= Tarea propuesta =
Continúa el texto sobre la maga Inés a partir de su última oración.

= Texto para revisar =
+===+

En una otoñal tarde conocí a la maga Inés, en Lanjarón, ninguno de los dos fuimos a tomar las aguas. Fue el destino, el caprichoso destino y la imaginativa ocurrencia de los organizadores de una entrega de premios que contrataron a esta ilusionista granadina que se abre camino en el mundo del más difícil todavía. Como espectador quedé sorprendido por sus increíbles juegos de manos que fueron muy aplaudidos por el respetable que llenaba el salón de actos del histórico balneario de la localidad cañonera.
Inés puede presumir de un currículo jalonado de éxitos pese a su juventud. Se ha dejado ver en varias televisiones de nuestro país y ahora tiene, ante sí, un extraordinario reto que ni el propio y legendario Harry Houdine, al parecer, jamás se atrevió a realizar: ‘Enterrarse vivo’. Inés la Maga ha sido fichada por el programa de la cadena ITV británica ‘The Nex Great Magician’, junto a una selección de ilusionistas de todo el mundo y realizará una nueva versión del temerario truco del que se dice que el norteamericano Joe Burrus murió en el intento haciendo honor a su apellido.
No es el caso de Inés la Maga, que habrá cavado su propia tumba con las suficientes garantías de resucitar, terminado el número, respirando a pleno pulmón porque, de lo contrario, no sólo perderíamos a un compatriota sino a una ilusionista española y granadina que escasean en el panorama del, a veces, inverosímil espectáculo tan promocionado y difundido, desde Granada, por el joven maestro Miguel Puga. ¡Ya maestro! Como pasa el tiempo que suele acumular, en los grandes, sabiduría y experiencia. El mago Migue. Grande, grande como una ‘Gran Hada’.
Yo escribí, hace algún tiempo, un modesto texto dramático sobre la ‘Muerte y vida del Conde de Roquefort’, ‘in memoriam’ presente de ‘El Perfecto’ donde se teatralizaba un fallecimiento y una resurrección. Cuando concluí aquel disparate, basado en testimonios personales deseados, pensé que, dentro de la ironía de un humor negro fluía esencialmente el egocentrismo, el culto a la personalidad y la vivencia, a priori, del ser y dejar de ser para seguir siendo.

+===+

= Entradas proporcionadas =
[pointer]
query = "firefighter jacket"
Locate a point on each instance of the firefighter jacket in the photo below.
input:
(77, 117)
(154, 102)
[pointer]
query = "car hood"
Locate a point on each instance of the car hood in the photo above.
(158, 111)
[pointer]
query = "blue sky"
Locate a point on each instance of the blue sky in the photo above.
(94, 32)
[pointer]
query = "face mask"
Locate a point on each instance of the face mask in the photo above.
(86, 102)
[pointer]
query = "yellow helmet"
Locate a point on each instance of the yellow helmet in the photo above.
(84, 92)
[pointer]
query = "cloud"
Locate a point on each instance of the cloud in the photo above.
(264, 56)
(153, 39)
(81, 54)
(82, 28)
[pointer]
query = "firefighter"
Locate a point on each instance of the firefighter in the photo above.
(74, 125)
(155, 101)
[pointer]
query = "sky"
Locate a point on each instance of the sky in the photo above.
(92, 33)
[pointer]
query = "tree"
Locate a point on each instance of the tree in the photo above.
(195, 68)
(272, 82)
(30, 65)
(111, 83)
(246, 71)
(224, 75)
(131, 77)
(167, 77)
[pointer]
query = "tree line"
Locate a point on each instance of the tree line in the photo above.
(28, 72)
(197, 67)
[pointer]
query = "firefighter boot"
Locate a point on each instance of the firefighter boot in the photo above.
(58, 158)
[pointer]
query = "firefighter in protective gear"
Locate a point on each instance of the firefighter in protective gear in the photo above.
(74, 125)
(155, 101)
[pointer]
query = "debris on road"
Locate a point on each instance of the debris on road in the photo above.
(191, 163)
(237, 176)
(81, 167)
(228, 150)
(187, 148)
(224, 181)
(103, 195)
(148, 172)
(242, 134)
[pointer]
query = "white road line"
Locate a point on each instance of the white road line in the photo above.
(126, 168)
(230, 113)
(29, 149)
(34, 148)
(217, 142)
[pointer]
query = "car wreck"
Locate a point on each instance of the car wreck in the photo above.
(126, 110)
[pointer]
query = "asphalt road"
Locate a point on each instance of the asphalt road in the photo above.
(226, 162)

+===+

= Respuesta redactada =
Recuerdo aquellas madres que, con admirable resignación, soportaban a sus hijos gemelos, que eran más malos que el demonio y, a veces, desesperadas les gritaba aquello de: «¡Juanito, Currito, que me vais a enterrar en vida!» Pero los niños, por muy complicados que sean no suelen enterrar en vida a sus padres, todo lo contrario, salvo que sean unos psicópatas.
Ahora resulta que en algunos países ‘morir en vida’ es una terapia para enfrentarse a los miedos del momento irreversible. En Rusia, por ejemplo, se está generalizando una terapia de choque. Por cuarenta y un ‘euripides’, los presuntos ‘mortis’ pueden permanecer debajo de la tierra el tiempo que el cuerpo aguante.
No quisiera yo que Inés la Maga perdiera la vida en el intento, sobre todo porque su experimento no obedece a una terapia psicológica si no, como antes decía, al más difícil todavía de la magia ‘potagia’.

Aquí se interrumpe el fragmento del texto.